__Description of the task__.
Arrange the records as a Markdown table with the columns Row and Record line, starting at the line that contains "Target: dead stick on ground" and ending at the last line of the records. Skip blank lines and leave the pictures out.

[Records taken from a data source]
######
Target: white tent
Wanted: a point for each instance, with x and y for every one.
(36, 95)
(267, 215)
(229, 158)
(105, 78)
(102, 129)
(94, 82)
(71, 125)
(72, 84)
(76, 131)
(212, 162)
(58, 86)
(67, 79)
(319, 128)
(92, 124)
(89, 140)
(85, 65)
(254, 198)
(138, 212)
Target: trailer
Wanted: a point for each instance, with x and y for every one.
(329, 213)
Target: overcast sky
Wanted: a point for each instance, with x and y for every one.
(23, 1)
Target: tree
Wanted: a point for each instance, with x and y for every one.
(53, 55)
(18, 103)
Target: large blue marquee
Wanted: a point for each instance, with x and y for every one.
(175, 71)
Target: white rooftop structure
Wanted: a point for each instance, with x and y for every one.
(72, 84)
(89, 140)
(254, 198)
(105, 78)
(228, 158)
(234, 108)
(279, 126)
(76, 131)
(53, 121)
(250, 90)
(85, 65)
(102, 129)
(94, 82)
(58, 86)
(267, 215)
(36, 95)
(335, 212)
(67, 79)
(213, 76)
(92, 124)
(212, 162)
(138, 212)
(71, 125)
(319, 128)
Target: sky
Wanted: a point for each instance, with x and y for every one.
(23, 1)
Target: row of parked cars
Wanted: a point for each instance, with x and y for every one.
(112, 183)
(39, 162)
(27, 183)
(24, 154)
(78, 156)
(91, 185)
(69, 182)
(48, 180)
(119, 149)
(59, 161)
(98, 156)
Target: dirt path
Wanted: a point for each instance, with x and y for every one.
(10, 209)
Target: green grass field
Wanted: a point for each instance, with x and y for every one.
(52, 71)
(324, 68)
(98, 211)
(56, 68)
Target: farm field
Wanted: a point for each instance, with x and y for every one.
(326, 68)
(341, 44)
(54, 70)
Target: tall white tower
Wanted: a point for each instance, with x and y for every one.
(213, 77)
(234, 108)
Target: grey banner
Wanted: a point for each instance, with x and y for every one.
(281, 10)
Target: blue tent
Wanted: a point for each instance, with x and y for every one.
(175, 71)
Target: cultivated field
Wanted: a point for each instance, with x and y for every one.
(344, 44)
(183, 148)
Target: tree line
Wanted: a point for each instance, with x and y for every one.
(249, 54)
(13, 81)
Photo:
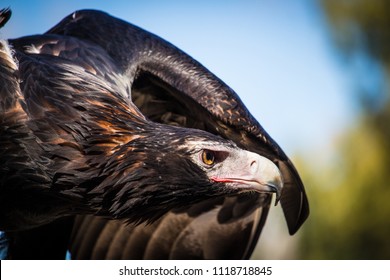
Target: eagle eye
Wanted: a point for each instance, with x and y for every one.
(208, 157)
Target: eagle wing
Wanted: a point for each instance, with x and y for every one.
(170, 87)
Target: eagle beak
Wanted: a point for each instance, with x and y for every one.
(253, 173)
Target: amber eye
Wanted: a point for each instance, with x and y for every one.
(208, 157)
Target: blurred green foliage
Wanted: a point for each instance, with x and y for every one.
(350, 198)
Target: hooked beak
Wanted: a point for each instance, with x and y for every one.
(252, 173)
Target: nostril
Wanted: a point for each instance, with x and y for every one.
(253, 166)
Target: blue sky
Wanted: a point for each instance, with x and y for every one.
(276, 55)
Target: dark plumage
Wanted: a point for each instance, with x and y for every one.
(98, 116)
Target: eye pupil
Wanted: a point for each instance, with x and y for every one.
(208, 157)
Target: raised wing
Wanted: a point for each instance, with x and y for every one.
(170, 87)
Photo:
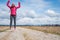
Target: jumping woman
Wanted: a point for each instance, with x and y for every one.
(13, 10)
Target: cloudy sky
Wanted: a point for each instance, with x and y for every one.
(32, 12)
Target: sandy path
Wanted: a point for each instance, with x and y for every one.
(27, 34)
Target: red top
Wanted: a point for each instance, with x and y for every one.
(13, 9)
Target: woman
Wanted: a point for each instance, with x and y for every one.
(13, 10)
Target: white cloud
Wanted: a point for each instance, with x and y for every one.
(51, 13)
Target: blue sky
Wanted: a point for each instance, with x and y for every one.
(32, 12)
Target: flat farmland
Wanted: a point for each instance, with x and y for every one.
(30, 33)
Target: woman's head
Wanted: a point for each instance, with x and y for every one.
(13, 5)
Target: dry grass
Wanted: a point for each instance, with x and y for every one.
(50, 29)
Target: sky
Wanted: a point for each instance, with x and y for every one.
(32, 12)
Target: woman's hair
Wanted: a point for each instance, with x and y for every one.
(13, 5)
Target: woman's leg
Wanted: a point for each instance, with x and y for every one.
(14, 22)
(10, 22)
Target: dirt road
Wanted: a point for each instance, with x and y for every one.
(27, 34)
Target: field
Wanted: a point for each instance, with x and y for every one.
(30, 33)
(47, 29)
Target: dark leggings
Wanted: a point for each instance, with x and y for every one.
(12, 18)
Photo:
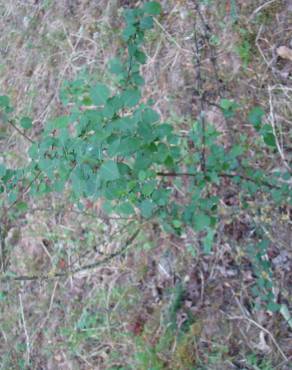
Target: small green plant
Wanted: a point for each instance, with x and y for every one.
(113, 145)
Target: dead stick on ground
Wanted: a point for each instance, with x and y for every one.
(69, 273)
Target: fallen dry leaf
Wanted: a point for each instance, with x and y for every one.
(284, 52)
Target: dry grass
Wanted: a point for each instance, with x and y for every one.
(163, 304)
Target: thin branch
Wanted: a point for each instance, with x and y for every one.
(228, 175)
(25, 331)
(21, 132)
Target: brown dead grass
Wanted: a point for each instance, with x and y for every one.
(101, 319)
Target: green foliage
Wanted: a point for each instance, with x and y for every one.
(112, 145)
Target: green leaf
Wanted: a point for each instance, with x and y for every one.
(147, 208)
(109, 171)
(128, 32)
(152, 8)
(201, 221)
(26, 123)
(4, 101)
(116, 66)
(99, 94)
(177, 223)
(270, 139)
(146, 23)
(126, 209)
(131, 97)
(255, 117)
(58, 123)
(149, 187)
(2, 170)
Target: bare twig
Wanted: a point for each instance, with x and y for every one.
(21, 132)
(25, 330)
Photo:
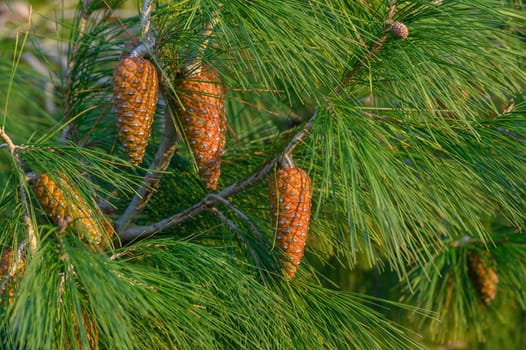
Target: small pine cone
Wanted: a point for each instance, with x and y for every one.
(204, 122)
(63, 204)
(135, 98)
(6, 263)
(290, 206)
(399, 30)
(481, 269)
######
__Task result__.
| Row | Record line |
|---|---|
| 1 | Target: dead stick on ground |
| 2 | Wanted: a point for each instance, with x and y for every one. |
| 3 | (69, 273) |
| 4 | Target: fallen dry leaf |
| 5 | Wanted: a point for each instance, with x and y for every one. |
| 6 | (284, 52) |
| 7 | Target: dry grass |
| 8 | Wanted: a point for each instance, with x and y for every one. |
| 9 | (163, 304) |
| 10 | Target: thin branch |
| 11 | Wanted: a point for each instance, with x and y for every one. |
| 12 | (228, 175) |
| 13 | (25, 331) |
| 14 | (21, 132) |
| 15 | Target: brown dead grass |
| 16 | Wanted: a point for each instance, with x and y for every one. |
| 17 | (101, 319) |
| 18 | Target: green foliage |
| 19 | Wanted: a point for each instance, with x and y for every one. |
| 20 | (112, 145) |
| 21 | Target: green leaf |
| 22 | Wanted: a point for each instance, with x and y for every one. |
| 23 | (147, 208) |
| 24 | (109, 171) |
| 25 | (128, 32) |
| 26 | (152, 8) |
| 27 | (201, 221) |
| 28 | (26, 123) |
| 29 | (4, 101) |
| 30 | (116, 66) |
| 31 | (99, 94) |
| 32 | (177, 223) |
| 33 | (270, 139) |
| 34 | (146, 23) |
| 35 | (126, 209) |
| 36 | (131, 97) |
| 37 | (255, 117) |
| 38 | (58, 123) |
| 39 | (149, 187) |
| 40 | (2, 170) |
| 41 | Target: bare twig |
| 42 | Wanted: a point for each instance, with x and y for every one. |
| 43 | (21, 132) |
| 44 | (25, 330) |
| 45 | Photo: |
| 46 | Target: small pine cone |
| 47 | Wanted: a point for each instance, with x and y for every one. |
| 48 | (204, 122) |
| 49 | (63, 204) |
| 50 | (135, 98) |
| 51 | (6, 263) |
| 52 | (290, 206) |
| 53 | (399, 30) |
| 54 | (481, 269) |